[Dataset entries]
══════════════════════════════
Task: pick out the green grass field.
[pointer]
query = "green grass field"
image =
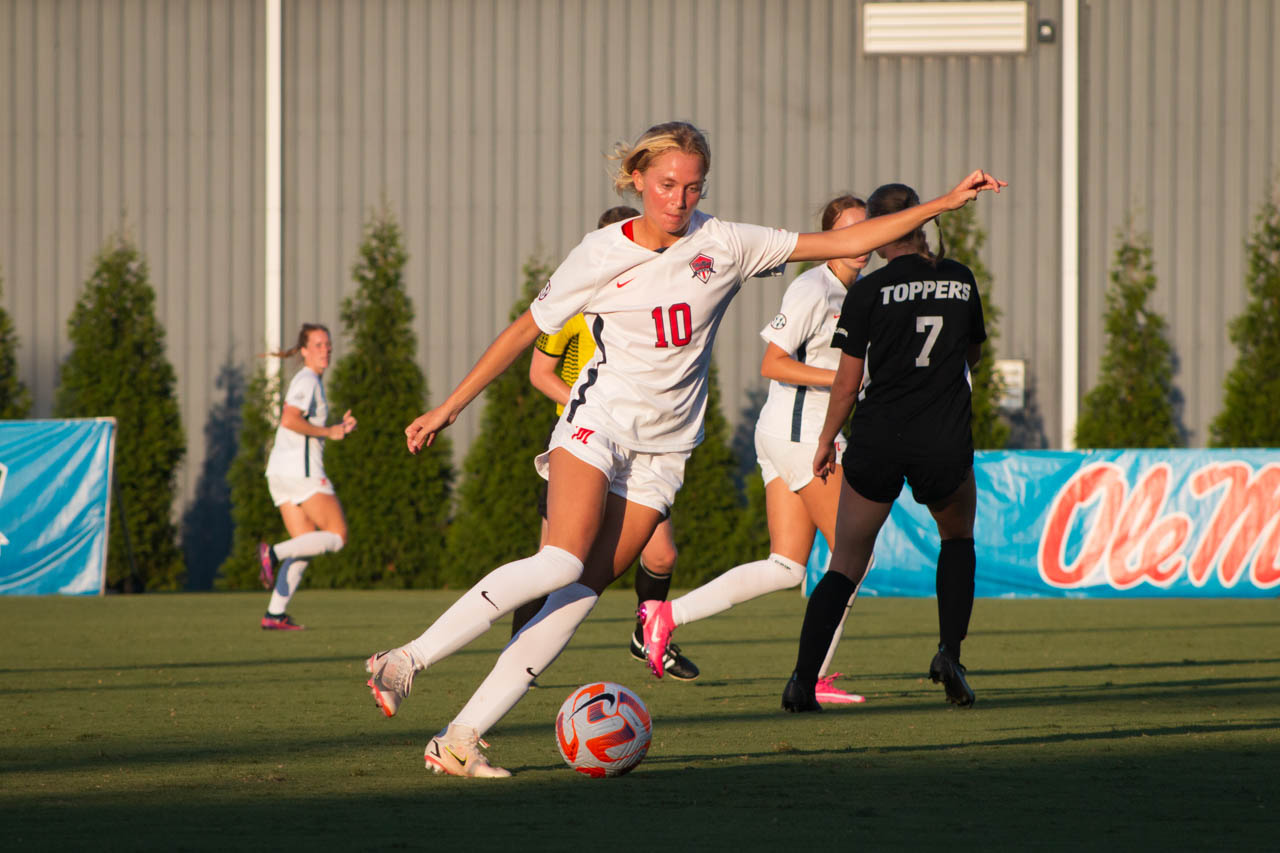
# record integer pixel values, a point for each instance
(173, 723)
══════════════════════════════
◆ **What to do**
Exclude the images, then output the data above word for word.

◆ **Answer to the problem**
Task: pick out the green grass field.
[pointer]
query = "green grass field"
image =
# record integer pixel values, a point for each instance
(173, 723)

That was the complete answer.